Return the part of the awards article that begins at the words "Every November, two" and stops after the words "ahead of business.", copied word for word.

**Excerpt**.
──────────
Every November, two New York awards groups — Independent Feature Project’s Gotham Awards and scholastic cinephile association The National Board of Review — put the spotlight on some lucky winners, boosting their Oscar chances. The ones left off aren’t hurt, necessarily; it only means they need to nab more attention down the pike.
Winners:
Best Film, Actor, and Actress went to Steven Spielberg’s late-breaking true thriller “The Post” (Fox, December 22), which balances a resonant valentine to analog journalism with a moving portrait of an heroic woman publisher who put free speech ahead of business.
Meryl Streep will continue to win accolades for this sensitive portrayal of The Washington Post publisher Katharine Graham, a socially prominent widow who inherited her husband’s newspaper and learned to navigate the nation’s corridors of power with finesse at a time when women tended to be dismissed.
──────────
**Data shown**.

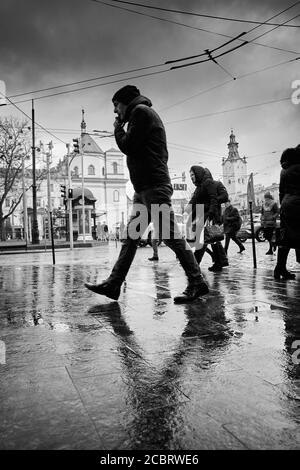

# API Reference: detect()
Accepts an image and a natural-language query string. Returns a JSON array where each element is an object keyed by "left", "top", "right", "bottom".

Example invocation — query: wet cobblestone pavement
[{"left": 0, "top": 241, "right": 300, "bottom": 450}]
──────────
**Answer to the task**.
Every November, two New York awards groups — Independent Feature Project’s Gotham Awards and scholastic cinephile association The National Board of Review — put the spotlight on some lucky winners, boosting their Oscar chances. The ones left off aren’t hurt, necessarily; it only means they need to nab more attention down the pike.
Winners:
Best Film, Actor, and Actress went to Steven Spielberg’s late-breaking true thriller “The Post” (Fox, December 22), which balances a resonant valentine to analog journalism with a moving portrait of an heroic woman publisher who put free speech ahead of business.